● **PROBLEM TO SOLVE**
Output every line exactly as written. Leave out pictures.

--- Start RECORDS ---

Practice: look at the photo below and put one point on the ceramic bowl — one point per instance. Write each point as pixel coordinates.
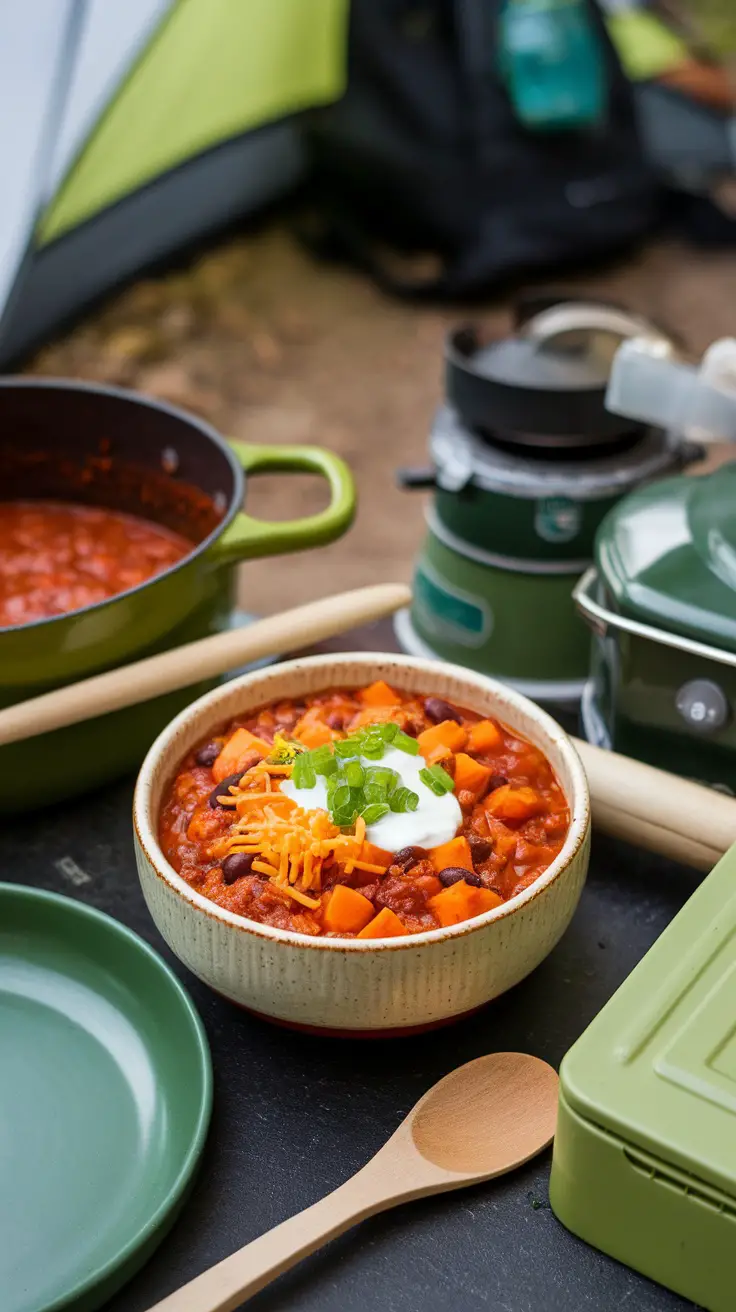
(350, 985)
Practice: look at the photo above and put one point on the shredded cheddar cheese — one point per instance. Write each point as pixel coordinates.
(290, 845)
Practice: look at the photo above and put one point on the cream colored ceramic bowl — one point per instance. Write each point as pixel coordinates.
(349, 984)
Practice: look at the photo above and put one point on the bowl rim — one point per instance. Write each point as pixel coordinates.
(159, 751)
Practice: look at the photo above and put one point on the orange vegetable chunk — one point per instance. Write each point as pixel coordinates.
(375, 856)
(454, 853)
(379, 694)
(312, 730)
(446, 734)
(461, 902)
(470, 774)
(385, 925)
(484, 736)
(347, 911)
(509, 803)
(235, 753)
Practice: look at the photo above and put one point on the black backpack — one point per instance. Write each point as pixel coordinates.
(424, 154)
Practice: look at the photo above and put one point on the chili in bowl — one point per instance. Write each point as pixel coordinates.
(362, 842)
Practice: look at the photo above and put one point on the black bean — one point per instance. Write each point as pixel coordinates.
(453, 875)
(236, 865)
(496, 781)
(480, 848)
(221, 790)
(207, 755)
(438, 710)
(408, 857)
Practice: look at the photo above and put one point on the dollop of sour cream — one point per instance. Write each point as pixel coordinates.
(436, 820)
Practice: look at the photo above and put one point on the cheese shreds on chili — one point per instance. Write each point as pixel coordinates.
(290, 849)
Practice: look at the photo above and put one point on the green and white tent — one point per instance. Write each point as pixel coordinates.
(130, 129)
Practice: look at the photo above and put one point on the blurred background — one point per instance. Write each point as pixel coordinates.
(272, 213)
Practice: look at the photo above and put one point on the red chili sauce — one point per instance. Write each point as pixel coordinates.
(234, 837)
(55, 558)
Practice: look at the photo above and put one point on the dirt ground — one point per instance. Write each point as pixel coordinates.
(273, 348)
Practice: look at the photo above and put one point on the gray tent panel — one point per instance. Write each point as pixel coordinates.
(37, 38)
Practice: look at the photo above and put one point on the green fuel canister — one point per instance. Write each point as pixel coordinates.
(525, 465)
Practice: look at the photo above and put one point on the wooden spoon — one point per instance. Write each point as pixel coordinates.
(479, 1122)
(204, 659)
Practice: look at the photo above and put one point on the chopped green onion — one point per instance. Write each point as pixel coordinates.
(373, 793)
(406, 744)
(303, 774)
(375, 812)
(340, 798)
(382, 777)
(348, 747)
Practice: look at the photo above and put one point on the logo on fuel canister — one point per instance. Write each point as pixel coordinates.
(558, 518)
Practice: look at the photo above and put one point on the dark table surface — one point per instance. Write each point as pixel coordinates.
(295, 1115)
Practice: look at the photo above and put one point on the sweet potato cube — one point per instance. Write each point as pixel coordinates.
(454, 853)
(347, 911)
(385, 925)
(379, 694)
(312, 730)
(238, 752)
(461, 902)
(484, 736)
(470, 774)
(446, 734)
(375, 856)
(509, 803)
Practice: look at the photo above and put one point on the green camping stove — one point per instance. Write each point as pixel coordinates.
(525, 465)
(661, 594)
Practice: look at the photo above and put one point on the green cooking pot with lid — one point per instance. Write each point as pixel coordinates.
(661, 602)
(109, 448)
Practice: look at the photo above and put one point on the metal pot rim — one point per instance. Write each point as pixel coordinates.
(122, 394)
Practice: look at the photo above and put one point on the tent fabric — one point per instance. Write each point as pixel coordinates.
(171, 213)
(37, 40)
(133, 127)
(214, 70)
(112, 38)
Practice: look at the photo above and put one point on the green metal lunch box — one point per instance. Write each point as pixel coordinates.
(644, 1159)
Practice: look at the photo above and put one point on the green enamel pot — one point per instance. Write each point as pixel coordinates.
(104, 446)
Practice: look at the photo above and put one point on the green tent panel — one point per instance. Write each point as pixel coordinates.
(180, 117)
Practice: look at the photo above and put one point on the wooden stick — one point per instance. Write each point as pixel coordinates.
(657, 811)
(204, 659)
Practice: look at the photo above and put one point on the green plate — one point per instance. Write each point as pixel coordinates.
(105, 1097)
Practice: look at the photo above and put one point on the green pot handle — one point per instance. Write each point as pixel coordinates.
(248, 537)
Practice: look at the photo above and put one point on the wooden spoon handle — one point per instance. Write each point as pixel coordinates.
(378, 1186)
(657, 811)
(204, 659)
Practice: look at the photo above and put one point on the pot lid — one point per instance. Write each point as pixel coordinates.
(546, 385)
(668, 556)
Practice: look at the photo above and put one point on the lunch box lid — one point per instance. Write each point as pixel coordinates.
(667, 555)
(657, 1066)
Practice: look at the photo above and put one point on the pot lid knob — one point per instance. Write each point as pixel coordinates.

--- End RECORDS ---

● **FINISHED ANSWER**
Practice: look at the photo below and put one point on the ceramic bowl — one point per instance. Write each point as pixel coordinates.
(350, 985)
Practice: look at the photo above and put one point on the shredded cheddar cheese — one point per instance. Write each point as pixel coordinates.
(290, 845)
Practice: look at the photo above and put one point on the cream colored ceramic bowl — one point per instance. Write each point as pixel coordinates.
(349, 984)
Practice: look at the photo above and put one point on the bowl rim — one point per instance. Write each point as pixel coordinates.
(159, 751)
Practice: look at the photo above and put one point on the orange vegetable chunk — one point per instance. Write each point as pixel coordinates.
(375, 856)
(454, 853)
(379, 694)
(312, 730)
(446, 734)
(461, 902)
(470, 774)
(385, 925)
(484, 736)
(347, 911)
(509, 803)
(235, 753)
Practice: look at the photo above and put one point on the black backpack — one point per instance. Write each point as pixel coordinates.
(424, 154)
Practice: look at the photo above and put one point on the chili in bowl — one point per instance. Write each point as pixel coordinates.
(362, 842)
Practice: look at the photo above and put one point on the black bean — one point per instance. Write each point as pixel coordinates.
(453, 875)
(236, 865)
(496, 781)
(480, 848)
(221, 790)
(207, 755)
(438, 710)
(408, 857)
Practice: look at the photo above and put one point on the dollop of sour cream — one point per instance. Write each point as pixel coordinates.
(436, 820)
Practice: look at the photo above and put one point on the cheese shreds on chili — one point per instance. Write each point as pixel coordinates.
(290, 849)
Practice: look at the photo above and put one point on the green and white tent — one point per instance. Write each point as pixel coordinates.
(130, 129)
Practice: look at the photo above and put one point on the blurred background — one point per instance. Write each point as pixel coordinates.
(272, 213)
Practice: look at the photo above and put one point on the red chili sauce — one point per instance. Write each point as pixel coordinates.
(234, 837)
(55, 558)
Practice: look at the photo above and put one point on the dirt ground — one point per instance. Write each point as pixel coordinates.
(273, 348)
Practice: look at the photo above and put one point on the gray tent panel — one point per instance. Write each point as pixel coordinates.
(37, 38)
Practice: look at the photo above and put one point on the green fuel canister — one point per instance. Write each point as pixel coordinates.
(525, 465)
Practice: look at the photo above and put one point on the wooden spoon — one point per instance. Write each point as pixel coordinates.
(479, 1122)
(204, 659)
Practice: look at the photo above and put one point on the chopped green onion — one point per instance. Write each point as pixel coordinates.
(373, 793)
(406, 744)
(303, 774)
(375, 812)
(340, 798)
(382, 777)
(348, 747)
Practice: look at the photo above and put one point on the logo on fuel canister — one point per instance. Write each point as pixel coordinates.
(558, 518)
Practice: look at the photo above and put one point on the dark table surface — one point per instance. Write each point as pixel coordinates.
(295, 1115)
Practice: look at the photo above and put one point on the sweet potato cube — one point per instance. Write each point as pixel coordinates.
(454, 853)
(347, 911)
(385, 925)
(379, 694)
(312, 730)
(238, 752)
(461, 902)
(484, 736)
(470, 774)
(446, 734)
(375, 856)
(509, 803)
Practice: look at the photo above and put one point on the green camping stove — one point per instance. Write each point as pixel coordinates.
(525, 465)
(661, 594)
Practice: look at the photo above and put one point on the green cooking pot with lid — one point per instance. Write each point as pixel coordinates.
(661, 602)
(109, 448)
Practice: look at the photo above and put one point on the metal pot rim — one point per instance. Write each point as pixel coordinates.
(122, 394)
Practice: look at the photo above and put one point on the tent fabric — one point per instance. Write each point as pixel coordinates.
(171, 213)
(37, 40)
(133, 127)
(214, 70)
(112, 38)
Practice: look at the photo above and put one point on the green metal lunch box — one point per instance. Write each point as pixel coordinates.
(644, 1159)
Practice: look at the photo above and put one point on the green enamel pot — one point per instance. Write each point as pixel coordinates.
(104, 446)
Practice: look at the photo above and put one point on the green tent panel — one point per instance. Write each point as pixel coordinates.
(180, 117)
Practice: look at the photo above and put one point on the wooden stick — one point per instance. Write each point as pixel coordinates.
(657, 811)
(204, 659)
Practice: look at the photo above and put one point on the green plate — one point per instance. Write each point as pixel coordinates.
(105, 1097)
Practice: look at the photo above and put one point on the green pot handle — one point per instance. Write each point as pixel coordinates.
(248, 537)
Practice: look at the photo above and put one point on the wooden spoon handle — one point per instance. Write each point as pixel coordinates.
(378, 1186)
(657, 811)
(204, 659)
Practice: look at the photo above and put one point on the pot lid — one point per instance. Write each point as pixel coordinates.
(546, 385)
(668, 556)
Practice: look at the photo above and put one point on the lunch box lid — one point per instance. Write each point as pixel coordinates.
(667, 555)
(657, 1066)
Practice: look at the photo above and put one point on the pot lid knob — one point per instance. Write each point as pixel coordinates.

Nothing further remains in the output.